Copy every line of the material below word for word, and leave the pictures out of your answer.

- [Dataset records]
•••••
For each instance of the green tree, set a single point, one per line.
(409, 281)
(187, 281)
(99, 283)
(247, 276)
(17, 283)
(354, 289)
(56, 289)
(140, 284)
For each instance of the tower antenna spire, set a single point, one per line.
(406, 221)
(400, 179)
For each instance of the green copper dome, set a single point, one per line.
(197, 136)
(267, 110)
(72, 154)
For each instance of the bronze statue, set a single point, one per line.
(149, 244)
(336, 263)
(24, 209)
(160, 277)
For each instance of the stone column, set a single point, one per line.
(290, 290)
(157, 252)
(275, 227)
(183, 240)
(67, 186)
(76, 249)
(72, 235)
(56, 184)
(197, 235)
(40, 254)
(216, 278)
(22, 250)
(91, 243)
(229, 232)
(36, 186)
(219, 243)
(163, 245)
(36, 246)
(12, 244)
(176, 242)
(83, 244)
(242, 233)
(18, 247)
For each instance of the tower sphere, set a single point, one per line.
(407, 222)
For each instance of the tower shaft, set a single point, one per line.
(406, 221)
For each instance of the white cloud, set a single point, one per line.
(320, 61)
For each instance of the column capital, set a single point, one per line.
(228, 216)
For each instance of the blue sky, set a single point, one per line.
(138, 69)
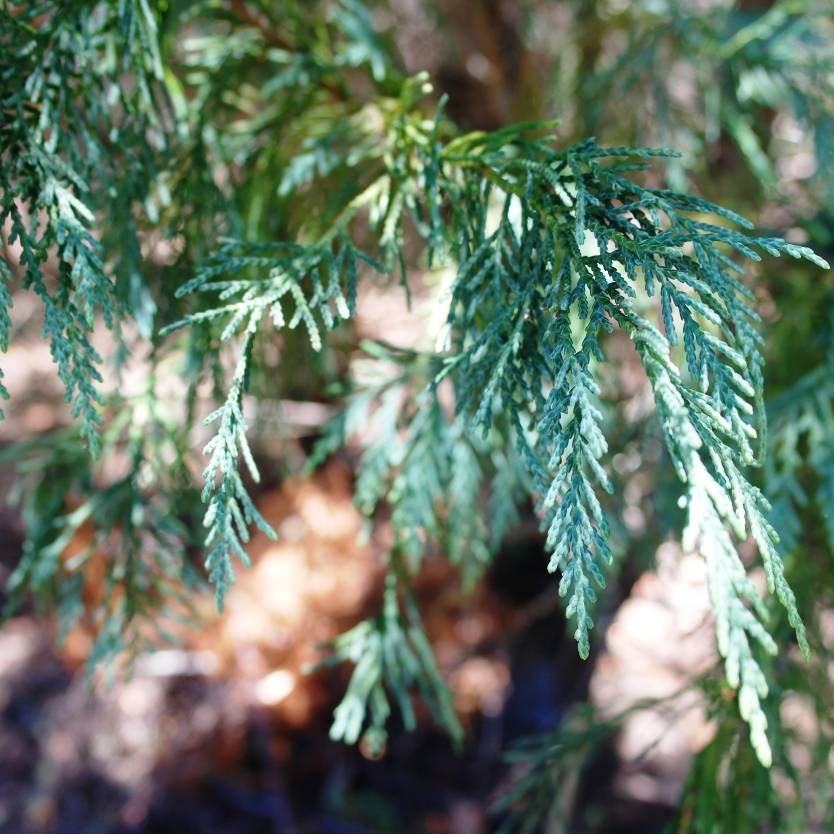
•••••
- [Written solution]
For each instance of the green tree, set a single point, one per line.
(409, 281)
(187, 281)
(99, 283)
(247, 276)
(17, 283)
(354, 289)
(56, 289)
(140, 284)
For each instance of the tower antenna spire, set a single point, one per line.
(406, 221)
(400, 179)
For each instance of the green copper dome, set a single point, one per line.
(197, 136)
(267, 110)
(72, 154)
For each instance of the bronze statue, set a single point, one per line.
(149, 244)
(336, 263)
(24, 209)
(160, 277)
For each instance of the stone column, set a single point, one per line.
(290, 290)
(157, 252)
(275, 227)
(183, 240)
(67, 186)
(76, 249)
(72, 235)
(56, 184)
(197, 235)
(40, 254)
(216, 278)
(22, 250)
(91, 243)
(229, 232)
(36, 186)
(219, 243)
(163, 245)
(36, 246)
(12, 244)
(176, 242)
(83, 244)
(242, 233)
(18, 247)
For each instance of the tower sphere, set a single point, one per line.
(407, 222)
For each instance of the tower shaft, set a single point, one per line.
(406, 221)
For each instance of the white cloud, set a single point, one per line.
(320, 61)
For each instance of the column capital, set a single point, one per line.
(228, 216)
For each instance of the blue sky, set a single point, one per line.
(138, 69)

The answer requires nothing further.